-- Task objective --
Pictures must be dropped from the copy of the entries below; all else is returned exactly.

-- Data for the task --
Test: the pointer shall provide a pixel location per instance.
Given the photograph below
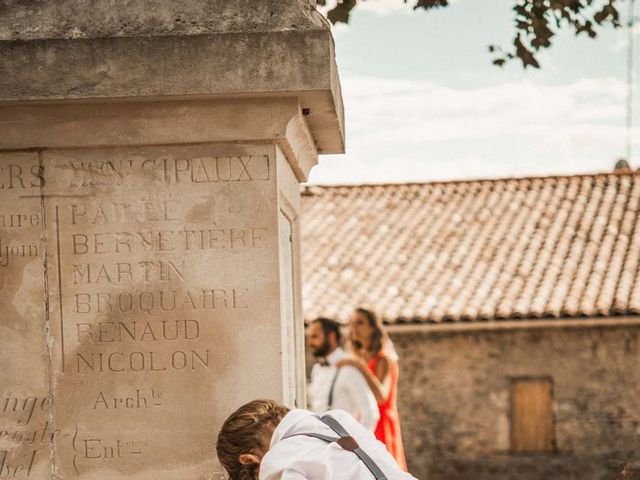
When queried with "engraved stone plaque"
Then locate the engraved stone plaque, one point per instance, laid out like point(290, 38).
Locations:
point(139, 293)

-- Problem solution --
Test: the pointer shall provide a pixel location per instance.
Given the photograph below
When queried with "engraved stone plaque"
Then locate the engraved stone plaque, one point per instance, laid out like point(290, 38).
Locations:
point(139, 293)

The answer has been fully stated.